Problem statement:
Update the lines below so that "tree" becomes "shrub" wherever it appears, with everything else left unchanged.

## start

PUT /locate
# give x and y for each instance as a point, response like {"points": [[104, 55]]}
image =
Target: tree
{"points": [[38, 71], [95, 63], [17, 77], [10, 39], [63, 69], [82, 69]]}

## end

Answer in full:
PUT /locate
# give x and y for each instance as a point, response like {"points": [[104, 55]]}
image =
Target: shrub
{"points": [[38, 71], [95, 63], [17, 77], [10, 39], [63, 69], [82, 69]]}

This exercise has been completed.